**Document:**
Inplace Dropout causes "RuntimeError: one of the variables needed for gradient computation has been modified by an inplace operation: [torch.cuda.HalfTensor [256, 256, 11, 11]], which is output 0 of ReluBackward0, is at version 2;expected version 1instead

Shisho_Sama · February 4, 2023, 10:20am

Hi everyone, hope you are having a great time.
I recently faced this issue, where back in 1.8 or 1.9 I had to train a model with dropout’s inplace=Flase or otherwise it would crash, now in 1.11 and 1.13.1 I cant seem to flip that back to True and seems I’m stuck with dropout inplace=False! if I set that to True, I get this error:

RuntimeError: one of the variables needed for gradient computation has been modified by an inplace operation: [torch.cuda.HalfTensor [256, 256, 11, 11]], which is output 0 of ReluBackward0, is at version 2; expected version 1 instead.

the full stacktrace looks like this:

/home/hossein/anaconda3/lib/python3.9/site-packages/torch/autograd/__init__.py:197: UserWarning: Error detected in ReluBackward0. Traceback of forward call that caused the error:
  File "/home/hossein/pytorch-image-models/train.py", line 806, in <module>
    main()

**Exercises:**
**a)** Transcribe the in-place dropout forum post between "Inplace Dropout causes" and "version 1 instead.", inclusive.
**b)** Pick up the in-place dropout forum post after its last line and continue it.

**Data section:**
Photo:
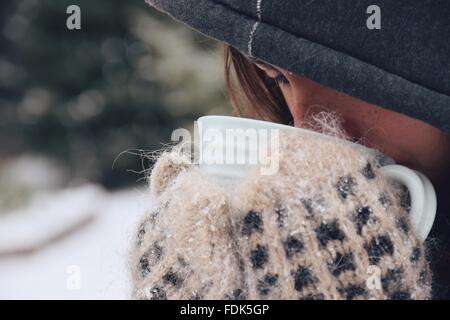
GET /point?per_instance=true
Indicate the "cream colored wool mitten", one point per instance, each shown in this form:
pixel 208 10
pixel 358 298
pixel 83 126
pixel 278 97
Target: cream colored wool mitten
pixel 323 227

**Results of the exercise:**
**a)**
Inplace Dropout causes "RuntimeError: one of the variables needed for gradient computation has been modified by an inplace operation: [torch.cuda.HalfTensor [256, 256, 11, 11]], which is output 0 of ReluBackward0, is at version 2;expected version 1instead

Shisho_Sama · February 4, 2023, 10:20am

Hi everyone, hope you are having a great time.
I recently faced this issue, where back in 1.8 or 1.9 I had to train a model with dropout’s inplace=Flase or otherwise it would crash, now in 1.11 and 1.13.1 I cant seem to flip that back to True and seems I’m stuck with dropout inplace=False! if I set that to True, I get this error:

RuntimeError: one of the variables needed for gradient computation has been modified by an inplace operation: [torch.cuda.HalfTensor [256, 256, 11, 11]], which is output 0 of ReluBackward0, is at version 2; expected version 1 instead.

**b)**
  File "/home/hossein/anaconda3/lib/python3.9/site-packages/torch/distributed/elastic/multiprocessing/errors/__init__.py", line 346, in wrapper
    return f(*args, **kwargs)
  File "/home/hossein/pytorch-image-models/train.py", line 603, in main
    train_metrics = train_one_epoch(epoch, model, loader_train, optimizer, train_loss_fn, args,
  File "/home/hossein/pytorch-image-models/train.py", line 670, in train_one_epoch
    output = model(input)
  File "/home/hossein/anaconda3/lib/python3.9/site-packages/torch/nn/modules/module.py", line 1194, in _call_impl
    return forward_call(*input, **kwargs)
  File "/home/hossein/pytorch-image-models/timm/models/simplenet.py", line 210, in forward
    out = self.features(x)
  File "/home/hossein/anaconda3/lib/python3.9/site-packages/torch/nn/modules/module.py", line 1194, in _call_impl
    return forward_call(*input, **kwargs)
  File "/home/hossein/anaconda3/lib/python3.9/site-packages/torch/nn/modules/container.py", line 204, in forward
    input = module(input)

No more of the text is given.